- _ENTRIES SUPPLIED_
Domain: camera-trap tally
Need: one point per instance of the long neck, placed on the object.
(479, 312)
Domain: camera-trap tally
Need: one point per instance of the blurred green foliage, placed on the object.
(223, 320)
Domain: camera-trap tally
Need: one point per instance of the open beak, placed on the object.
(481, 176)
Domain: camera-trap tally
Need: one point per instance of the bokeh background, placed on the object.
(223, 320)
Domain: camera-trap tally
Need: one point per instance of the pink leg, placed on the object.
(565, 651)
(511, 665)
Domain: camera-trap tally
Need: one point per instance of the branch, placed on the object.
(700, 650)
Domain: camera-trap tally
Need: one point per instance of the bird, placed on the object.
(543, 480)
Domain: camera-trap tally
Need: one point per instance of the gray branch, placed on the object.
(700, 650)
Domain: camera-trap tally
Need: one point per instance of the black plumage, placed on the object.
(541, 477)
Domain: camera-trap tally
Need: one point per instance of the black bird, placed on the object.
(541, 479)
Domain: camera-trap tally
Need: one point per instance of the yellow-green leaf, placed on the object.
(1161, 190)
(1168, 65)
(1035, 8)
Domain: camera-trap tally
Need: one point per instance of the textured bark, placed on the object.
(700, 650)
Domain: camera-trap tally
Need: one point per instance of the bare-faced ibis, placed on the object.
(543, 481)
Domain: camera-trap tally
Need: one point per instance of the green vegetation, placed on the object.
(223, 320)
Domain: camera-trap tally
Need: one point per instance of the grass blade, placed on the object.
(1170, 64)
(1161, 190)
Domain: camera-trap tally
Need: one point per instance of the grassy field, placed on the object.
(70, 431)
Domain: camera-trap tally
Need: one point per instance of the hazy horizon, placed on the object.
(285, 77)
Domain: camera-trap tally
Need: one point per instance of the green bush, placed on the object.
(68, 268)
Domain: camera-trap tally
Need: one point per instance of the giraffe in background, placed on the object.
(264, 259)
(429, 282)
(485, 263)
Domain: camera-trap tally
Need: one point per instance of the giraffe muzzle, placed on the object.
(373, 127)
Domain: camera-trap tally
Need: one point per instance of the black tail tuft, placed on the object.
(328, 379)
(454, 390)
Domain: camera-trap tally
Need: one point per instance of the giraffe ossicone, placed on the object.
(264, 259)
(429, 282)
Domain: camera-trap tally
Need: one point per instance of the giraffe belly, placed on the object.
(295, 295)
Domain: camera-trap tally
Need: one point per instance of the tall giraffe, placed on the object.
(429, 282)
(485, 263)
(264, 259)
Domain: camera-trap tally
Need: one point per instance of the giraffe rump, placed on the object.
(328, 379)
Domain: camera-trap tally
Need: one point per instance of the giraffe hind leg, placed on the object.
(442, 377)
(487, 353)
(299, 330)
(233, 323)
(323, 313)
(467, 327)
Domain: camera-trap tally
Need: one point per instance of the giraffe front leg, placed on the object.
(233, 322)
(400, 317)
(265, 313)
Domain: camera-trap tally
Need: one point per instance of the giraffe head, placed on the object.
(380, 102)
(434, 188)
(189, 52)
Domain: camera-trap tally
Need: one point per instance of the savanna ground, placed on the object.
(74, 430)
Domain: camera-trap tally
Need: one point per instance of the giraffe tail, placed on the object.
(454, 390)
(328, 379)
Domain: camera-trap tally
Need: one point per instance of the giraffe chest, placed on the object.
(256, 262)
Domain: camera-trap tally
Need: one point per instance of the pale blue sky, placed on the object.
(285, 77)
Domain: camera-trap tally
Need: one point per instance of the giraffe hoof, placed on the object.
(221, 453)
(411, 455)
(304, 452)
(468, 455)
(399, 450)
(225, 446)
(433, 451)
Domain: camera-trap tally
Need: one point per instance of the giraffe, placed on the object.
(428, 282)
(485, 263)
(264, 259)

---

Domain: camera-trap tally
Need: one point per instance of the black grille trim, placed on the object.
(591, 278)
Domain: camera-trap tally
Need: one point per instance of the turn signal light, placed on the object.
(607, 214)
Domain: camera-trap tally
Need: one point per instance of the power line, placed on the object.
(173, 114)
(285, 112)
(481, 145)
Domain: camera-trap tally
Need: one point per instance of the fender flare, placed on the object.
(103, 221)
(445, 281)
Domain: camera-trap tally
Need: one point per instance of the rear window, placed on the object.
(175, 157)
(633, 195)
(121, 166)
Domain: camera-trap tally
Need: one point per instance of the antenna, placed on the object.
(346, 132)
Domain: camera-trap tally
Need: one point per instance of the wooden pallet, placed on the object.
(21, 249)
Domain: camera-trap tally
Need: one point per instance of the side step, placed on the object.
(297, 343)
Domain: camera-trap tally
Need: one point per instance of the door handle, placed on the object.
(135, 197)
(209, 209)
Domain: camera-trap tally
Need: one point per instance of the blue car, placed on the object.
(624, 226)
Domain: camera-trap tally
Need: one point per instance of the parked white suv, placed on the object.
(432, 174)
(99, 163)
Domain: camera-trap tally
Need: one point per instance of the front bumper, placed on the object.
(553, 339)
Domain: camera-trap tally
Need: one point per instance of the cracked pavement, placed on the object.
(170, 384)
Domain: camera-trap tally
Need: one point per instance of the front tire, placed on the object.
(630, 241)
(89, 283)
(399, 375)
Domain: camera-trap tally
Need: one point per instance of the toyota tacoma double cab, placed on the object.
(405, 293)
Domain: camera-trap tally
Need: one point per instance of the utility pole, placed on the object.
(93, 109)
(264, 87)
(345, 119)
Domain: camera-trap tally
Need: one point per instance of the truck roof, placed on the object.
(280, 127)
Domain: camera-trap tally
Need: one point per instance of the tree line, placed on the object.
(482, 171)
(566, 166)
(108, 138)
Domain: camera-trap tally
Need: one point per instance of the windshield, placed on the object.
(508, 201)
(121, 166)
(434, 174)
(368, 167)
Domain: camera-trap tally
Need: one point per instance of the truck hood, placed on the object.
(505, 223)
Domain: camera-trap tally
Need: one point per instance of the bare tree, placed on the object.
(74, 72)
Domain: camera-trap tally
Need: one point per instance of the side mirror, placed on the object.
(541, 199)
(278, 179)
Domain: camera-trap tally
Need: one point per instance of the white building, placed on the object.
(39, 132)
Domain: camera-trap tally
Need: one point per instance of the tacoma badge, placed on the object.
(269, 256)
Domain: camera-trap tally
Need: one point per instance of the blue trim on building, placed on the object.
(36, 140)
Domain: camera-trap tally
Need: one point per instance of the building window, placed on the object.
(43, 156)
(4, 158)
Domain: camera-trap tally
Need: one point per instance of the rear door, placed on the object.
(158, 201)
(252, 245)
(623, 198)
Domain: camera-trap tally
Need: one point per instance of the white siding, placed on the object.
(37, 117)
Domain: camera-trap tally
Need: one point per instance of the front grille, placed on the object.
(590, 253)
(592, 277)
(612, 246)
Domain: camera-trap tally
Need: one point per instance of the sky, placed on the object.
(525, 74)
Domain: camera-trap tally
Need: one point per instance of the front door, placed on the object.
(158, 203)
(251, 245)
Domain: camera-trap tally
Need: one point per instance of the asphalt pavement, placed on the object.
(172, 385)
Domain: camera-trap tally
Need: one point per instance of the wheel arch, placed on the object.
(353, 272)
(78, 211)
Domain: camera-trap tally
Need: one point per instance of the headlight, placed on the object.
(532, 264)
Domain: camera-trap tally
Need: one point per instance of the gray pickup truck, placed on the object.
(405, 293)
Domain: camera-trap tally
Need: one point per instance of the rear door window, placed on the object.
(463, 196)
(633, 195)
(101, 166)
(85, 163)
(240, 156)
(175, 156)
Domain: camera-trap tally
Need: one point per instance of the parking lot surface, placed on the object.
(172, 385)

- _DO THIS_
Pick out every line of the entries above that contains the word "tacoma", and copy each one.

- _RESULT_
Need: one point per instance of the toyota tacoma double cab, placed on the object.
Need: one point per instance of the tacoma badge, placed on the object.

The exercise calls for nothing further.